*** Opening of Data for the task ***
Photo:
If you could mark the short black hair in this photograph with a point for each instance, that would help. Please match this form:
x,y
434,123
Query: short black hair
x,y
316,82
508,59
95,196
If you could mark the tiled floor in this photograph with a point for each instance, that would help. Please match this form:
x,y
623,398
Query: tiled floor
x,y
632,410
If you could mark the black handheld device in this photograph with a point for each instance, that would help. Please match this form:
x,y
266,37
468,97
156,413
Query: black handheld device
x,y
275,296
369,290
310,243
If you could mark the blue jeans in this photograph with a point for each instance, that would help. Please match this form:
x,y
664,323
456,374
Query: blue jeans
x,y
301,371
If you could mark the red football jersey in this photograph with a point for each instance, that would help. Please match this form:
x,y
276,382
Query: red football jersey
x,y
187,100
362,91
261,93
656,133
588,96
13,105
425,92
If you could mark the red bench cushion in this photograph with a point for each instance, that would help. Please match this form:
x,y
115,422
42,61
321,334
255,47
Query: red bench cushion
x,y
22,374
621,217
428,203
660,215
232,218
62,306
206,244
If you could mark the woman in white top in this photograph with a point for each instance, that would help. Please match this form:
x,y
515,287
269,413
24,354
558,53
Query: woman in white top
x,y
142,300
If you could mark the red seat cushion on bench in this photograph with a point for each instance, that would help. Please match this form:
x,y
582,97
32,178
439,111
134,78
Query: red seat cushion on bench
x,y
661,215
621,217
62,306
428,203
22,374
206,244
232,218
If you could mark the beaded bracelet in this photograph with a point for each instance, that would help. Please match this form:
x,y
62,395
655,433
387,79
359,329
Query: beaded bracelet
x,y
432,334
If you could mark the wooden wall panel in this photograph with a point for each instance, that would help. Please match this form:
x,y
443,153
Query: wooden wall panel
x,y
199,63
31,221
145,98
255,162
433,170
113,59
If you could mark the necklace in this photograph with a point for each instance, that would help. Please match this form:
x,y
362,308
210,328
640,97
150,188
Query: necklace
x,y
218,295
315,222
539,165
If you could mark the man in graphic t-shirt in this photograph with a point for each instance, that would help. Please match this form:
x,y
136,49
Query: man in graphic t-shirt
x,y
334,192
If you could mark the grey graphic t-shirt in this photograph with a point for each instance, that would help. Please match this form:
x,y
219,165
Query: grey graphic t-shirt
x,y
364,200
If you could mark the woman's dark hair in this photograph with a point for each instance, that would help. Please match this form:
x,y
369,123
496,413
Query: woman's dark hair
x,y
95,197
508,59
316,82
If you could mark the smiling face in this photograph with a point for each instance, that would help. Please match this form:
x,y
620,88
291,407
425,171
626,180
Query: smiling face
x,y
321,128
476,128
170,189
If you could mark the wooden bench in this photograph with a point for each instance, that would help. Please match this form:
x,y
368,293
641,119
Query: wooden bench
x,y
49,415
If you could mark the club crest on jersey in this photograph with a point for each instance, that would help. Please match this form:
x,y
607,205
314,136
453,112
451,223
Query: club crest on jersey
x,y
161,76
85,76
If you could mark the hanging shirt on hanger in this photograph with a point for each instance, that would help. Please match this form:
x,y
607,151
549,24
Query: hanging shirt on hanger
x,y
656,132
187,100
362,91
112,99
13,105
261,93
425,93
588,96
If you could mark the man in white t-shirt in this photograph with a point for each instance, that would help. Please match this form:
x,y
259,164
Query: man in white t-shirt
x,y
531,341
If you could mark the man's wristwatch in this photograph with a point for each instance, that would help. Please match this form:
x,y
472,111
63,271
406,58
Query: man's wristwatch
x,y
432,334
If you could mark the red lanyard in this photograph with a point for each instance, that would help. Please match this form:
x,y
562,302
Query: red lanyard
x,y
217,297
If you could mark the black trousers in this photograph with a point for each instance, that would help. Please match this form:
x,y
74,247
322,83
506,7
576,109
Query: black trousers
*** Close of Data for the task ***
§ **About this exercise**: All of the lines above must be returned exactly.

§ **Solution**:
Photo:
If you could mark the short black hair in this photograph with a point for each instance, that would help. Please match this form:
x,y
434,123
Query: short black hair
x,y
316,82
508,59
95,196
If you could mark the tiled floor in this photograph with a point for each instance, that would help. Please match this form:
x,y
623,398
Query: tiled floor
x,y
632,410
If you could mark the black handheld device in this photograph with a point for each instance, that would help. Please match this form:
x,y
266,37
468,97
156,413
Query: black handheld device
x,y
275,296
369,290
310,243
If you could mark the blue jeans in this photograph with a point for each instance, that would help. Please match this form:
x,y
664,323
456,374
Query: blue jeans
x,y
301,371
If you could mark the red football jersey in this photograph with a point for each instance, that would help. Please match this form:
x,y
276,382
Query: red football jersey
x,y
187,100
362,91
261,93
656,133
588,96
13,105
425,92
If you could mark the red bench cushion in this photograph with a point for each instance, that would help. Please match this form:
x,y
115,422
42,61
321,334
255,47
Query: red bench cushion
x,y
22,374
621,217
428,203
660,215
232,218
62,306
206,244
If you could mark the woman in white top in this photograph with a point for each instance, that would help. Please match this form:
x,y
515,287
269,413
24,354
558,53
Query: woman in white top
x,y
142,300
If you could mark the red seat cushion on bench in this photograph with a point for each instance, that would help. Please match this form:
x,y
582,97
32,178
439,111
134,78
Query: red seat cushion on bench
x,y
661,215
621,217
62,306
428,203
22,374
206,244
232,218
If you could mark the beaded bracelet in this photograph with a point for each instance, that would help. Please match this form:
x,y
62,395
655,433
387,79
359,329
Query: beaded bracelet
x,y
432,334
If you could mark the wooden wall panel in this photograph with a point for each instance, that would help. Please match this form:
x,y
443,153
Query: wooden wall panel
x,y
199,63
31,221
145,98
255,162
433,170
113,59
If you could mark the necklace in this photograph with a point for each instance, that would help. Please match this form:
x,y
362,308
210,328
640,97
150,188
Query: necklace
x,y
218,295
315,222
539,165
If you could mark the man in graphic t-shirt in this photograph with a point for each instance, that would help. Please match this form:
x,y
136,49
Query: man in graphic t-shirt
x,y
334,192
If you could mark the grey graphic t-shirt in this photograph with a point for each instance, that would help. Please match this form:
x,y
219,165
Query: grey graphic t-shirt
x,y
364,200
If you could mark the woman's dark hair in this photograph with a point for each instance, that would help. Please match this form:
x,y
369,123
496,413
Query: woman's dark hair
x,y
95,197
508,59
316,82
If you could mark the smiling face in this photograph with a point for each instance, that would help. Please match this form:
x,y
620,88
291,407
425,171
626,180
Query: smiling face
x,y
321,128
476,128
170,189
If you could mark the wooden bench in this photograph with a point for each instance, that would help. Please match this form:
x,y
368,293
641,119
Query: wooden bench
x,y
49,415
If you could mark the club crest on jersey in this photograph with a point for each instance, that would help. Please match this form:
x,y
607,205
314,136
453,112
451,223
Query: club crest on jersey
x,y
161,76
85,76
If you could mark the hanging shirt on hanger in this photograph with a point for each instance, that would help. Please match this form:
x,y
607,151
549,24
Query: hanging shirt on hanger
x,y
656,132
187,100
362,91
112,99
13,105
261,93
425,93
588,96
If you could mark the man in white t-shirt in this photograph with a point for each instance, that would help. Please match this form:
x,y
259,164
Query: man in white t-shirt
x,y
531,341
If you could mark the man's wristwatch in this photograph with a point for each instance, that would help. Please match this form:
x,y
472,111
63,271
406,58
Query: man's wristwatch
x,y
432,334
If you could mark the red lanyard in this photograph with a point for each instance, that would help. Please match this form:
x,y
562,302
Query: red lanyard
x,y
217,297
If you could mark the black trousers in this photograph with a point for each instance, that would help. Please match this form:
x,y
74,247
322,83
506,7
576,109
Query: black trousers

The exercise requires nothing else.